═══ Supplied data ═══

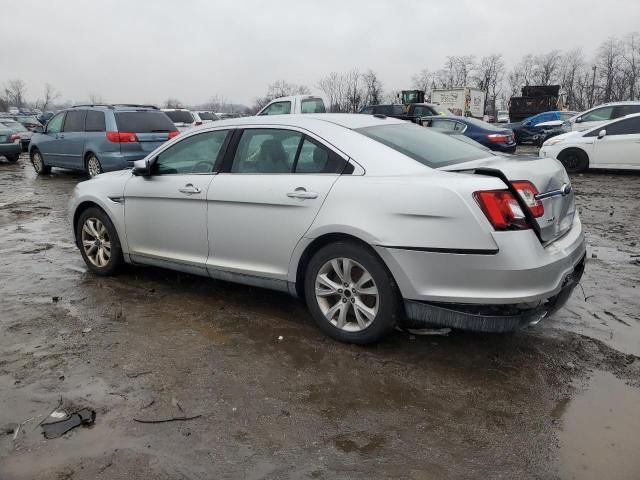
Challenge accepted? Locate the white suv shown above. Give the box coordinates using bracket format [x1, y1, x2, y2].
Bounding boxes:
[161, 108, 196, 131]
[193, 111, 219, 125]
[257, 95, 326, 116]
[567, 101, 640, 131]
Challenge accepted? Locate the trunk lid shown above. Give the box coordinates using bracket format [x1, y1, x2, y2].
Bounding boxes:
[442, 155, 576, 244]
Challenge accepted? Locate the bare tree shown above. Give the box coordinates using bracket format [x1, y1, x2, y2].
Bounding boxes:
[596, 37, 624, 102]
[164, 98, 183, 108]
[622, 32, 640, 100]
[318, 72, 347, 112]
[39, 83, 61, 112]
[89, 92, 105, 104]
[4, 79, 27, 108]
[361, 69, 383, 106]
[473, 54, 505, 115]
[533, 50, 562, 85]
[253, 80, 310, 110]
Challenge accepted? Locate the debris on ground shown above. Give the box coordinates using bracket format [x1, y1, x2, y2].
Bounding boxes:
[132, 414, 202, 424]
[82, 327, 92, 333]
[405, 327, 452, 336]
[41, 408, 96, 439]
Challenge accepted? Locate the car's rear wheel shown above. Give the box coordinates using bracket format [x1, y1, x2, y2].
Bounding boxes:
[304, 241, 400, 344]
[31, 150, 51, 174]
[86, 154, 102, 178]
[558, 149, 588, 173]
[76, 207, 123, 276]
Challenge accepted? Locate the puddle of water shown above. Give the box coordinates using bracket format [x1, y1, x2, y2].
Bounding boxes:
[558, 370, 640, 480]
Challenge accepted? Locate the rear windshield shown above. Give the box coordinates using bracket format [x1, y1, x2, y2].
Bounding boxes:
[164, 110, 194, 123]
[356, 123, 488, 168]
[115, 111, 177, 132]
[301, 99, 326, 113]
[0, 121, 28, 132]
[198, 112, 218, 121]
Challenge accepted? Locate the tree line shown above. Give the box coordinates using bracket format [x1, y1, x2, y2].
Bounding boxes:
[3, 31, 638, 116]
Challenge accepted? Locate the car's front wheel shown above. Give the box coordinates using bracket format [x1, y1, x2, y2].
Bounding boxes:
[304, 241, 400, 344]
[558, 149, 588, 173]
[76, 207, 123, 276]
[31, 149, 51, 174]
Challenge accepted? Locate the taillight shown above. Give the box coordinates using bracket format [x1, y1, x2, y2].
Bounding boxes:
[9, 134, 20, 141]
[106, 131, 139, 143]
[487, 134, 510, 143]
[194, 121, 203, 126]
[474, 190, 529, 230]
[167, 130, 180, 139]
[511, 180, 544, 218]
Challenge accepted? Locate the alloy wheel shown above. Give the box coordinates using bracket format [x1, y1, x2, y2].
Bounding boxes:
[32, 152, 43, 172]
[81, 217, 111, 267]
[314, 257, 379, 332]
[87, 156, 102, 178]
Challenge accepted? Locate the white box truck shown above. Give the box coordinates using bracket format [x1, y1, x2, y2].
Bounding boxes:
[430, 88, 486, 118]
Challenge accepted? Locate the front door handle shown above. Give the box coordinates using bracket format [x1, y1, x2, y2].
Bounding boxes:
[178, 183, 201, 195]
[57, 134, 65, 139]
[287, 187, 318, 200]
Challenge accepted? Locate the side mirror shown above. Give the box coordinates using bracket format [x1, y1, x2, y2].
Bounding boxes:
[575, 116, 582, 123]
[132, 158, 152, 176]
[33, 125, 44, 134]
[597, 129, 606, 139]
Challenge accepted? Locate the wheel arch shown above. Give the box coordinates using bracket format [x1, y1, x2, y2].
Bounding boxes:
[72, 200, 123, 250]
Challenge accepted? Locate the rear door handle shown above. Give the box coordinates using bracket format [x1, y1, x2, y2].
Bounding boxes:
[178, 183, 201, 195]
[57, 134, 64, 139]
[287, 188, 318, 199]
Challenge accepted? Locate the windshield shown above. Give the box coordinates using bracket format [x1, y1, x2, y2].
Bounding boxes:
[301, 98, 326, 113]
[0, 121, 28, 132]
[198, 112, 218, 121]
[115, 111, 177, 132]
[356, 123, 488, 168]
[163, 110, 194, 123]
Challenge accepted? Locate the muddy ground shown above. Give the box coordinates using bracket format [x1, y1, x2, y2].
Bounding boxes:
[1, 150, 639, 480]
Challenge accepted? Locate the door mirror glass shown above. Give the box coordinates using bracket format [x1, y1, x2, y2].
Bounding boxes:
[575, 116, 582, 123]
[132, 158, 151, 176]
[597, 129, 606, 139]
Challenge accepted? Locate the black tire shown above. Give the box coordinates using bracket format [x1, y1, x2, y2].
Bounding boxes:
[558, 149, 588, 173]
[31, 149, 51, 175]
[6, 154, 19, 163]
[86, 154, 103, 178]
[304, 241, 401, 344]
[76, 207, 124, 276]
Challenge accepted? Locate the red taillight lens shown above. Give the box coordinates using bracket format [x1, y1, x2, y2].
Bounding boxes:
[106, 131, 139, 143]
[487, 133, 510, 143]
[9, 134, 20, 141]
[474, 190, 529, 230]
[194, 121, 203, 126]
[167, 130, 180, 140]
[512, 180, 544, 218]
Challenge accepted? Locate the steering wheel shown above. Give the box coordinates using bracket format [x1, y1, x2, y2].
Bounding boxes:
[191, 161, 212, 174]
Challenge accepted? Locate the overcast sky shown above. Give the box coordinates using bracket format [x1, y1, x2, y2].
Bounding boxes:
[2, 0, 639, 107]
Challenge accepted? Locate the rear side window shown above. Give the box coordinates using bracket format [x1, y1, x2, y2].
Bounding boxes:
[430, 119, 456, 131]
[231, 129, 301, 173]
[115, 111, 176, 133]
[294, 137, 345, 173]
[85, 111, 106, 132]
[301, 99, 326, 113]
[164, 110, 194, 123]
[357, 123, 487, 168]
[375, 105, 405, 116]
[613, 104, 640, 118]
[259, 101, 292, 116]
[602, 116, 640, 135]
[63, 110, 86, 132]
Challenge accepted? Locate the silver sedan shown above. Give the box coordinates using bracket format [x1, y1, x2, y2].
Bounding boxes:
[69, 114, 586, 344]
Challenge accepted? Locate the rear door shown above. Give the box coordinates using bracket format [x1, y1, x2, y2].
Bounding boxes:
[123, 129, 230, 274]
[58, 109, 86, 169]
[206, 127, 348, 281]
[591, 116, 640, 168]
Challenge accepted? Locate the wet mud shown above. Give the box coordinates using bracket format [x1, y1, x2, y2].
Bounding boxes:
[1, 154, 639, 479]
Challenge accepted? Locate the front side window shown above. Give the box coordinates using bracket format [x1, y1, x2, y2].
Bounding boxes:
[300, 99, 326, 113]
[46, 112, 65, 134]
[231, 129, 301, 173]
[85, 111, 106, 132]
[294, 138, 345, 173]
[259, 101, 292, 116]
[154, 130, 228, 175]
[581, 106, 614, 122]
[63, 110, 86, 132]
[357, 123, 488, 168]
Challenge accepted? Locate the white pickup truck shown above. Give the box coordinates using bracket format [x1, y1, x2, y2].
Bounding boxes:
[257, 95, 326, 116]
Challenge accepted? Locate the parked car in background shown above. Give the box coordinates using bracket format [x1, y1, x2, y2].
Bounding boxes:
[161, 108, 197, 131]
[497, 110, 510, 123]
[10, 114, 42, 131]
[193, 111, 219, 125]
[505, 111, 576, 145]
[420, 115, 516, 153]
[540, 113, 640, 172]
[565, 101, 640, 132]
[38, 112, 54, 125]
[8, 107, 19, 114]
[359, 103, 452, 122]
[257, 95, 326, 115]
[0, 126, 21, 162]
[69, 113, 584, 344]
[29, 104, 179, 177]
[0, 119, 33, 151]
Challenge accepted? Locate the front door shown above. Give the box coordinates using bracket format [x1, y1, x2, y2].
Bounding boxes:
[592, 116, 640, 168]
[207, 127, 348, 282]
[123, 129, 230, 275]
[58, 109, 87, 169]
[37, 112, 65, 165]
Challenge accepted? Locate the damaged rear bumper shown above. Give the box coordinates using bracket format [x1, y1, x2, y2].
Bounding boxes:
[404, 253, 586, 333]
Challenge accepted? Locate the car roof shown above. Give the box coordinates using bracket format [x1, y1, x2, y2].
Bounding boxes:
[198, 113, 406, 130]
[266, 95, 323, 103]
[161, 108, 192, 112]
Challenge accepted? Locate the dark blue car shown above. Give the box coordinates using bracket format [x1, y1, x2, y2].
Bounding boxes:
[420, 116, 516, 153]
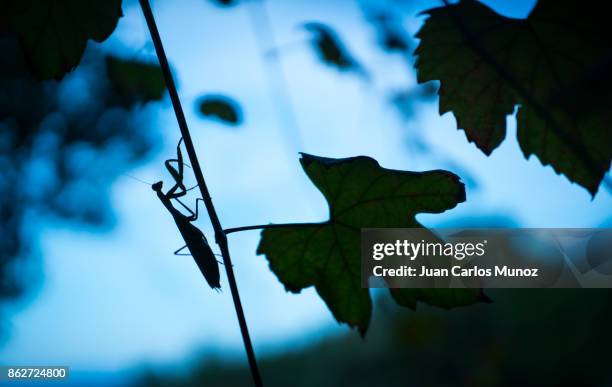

═══

To do: What is the number of lines in the entries that include the string "mirror"? Reply with that number alone.

Solution: 2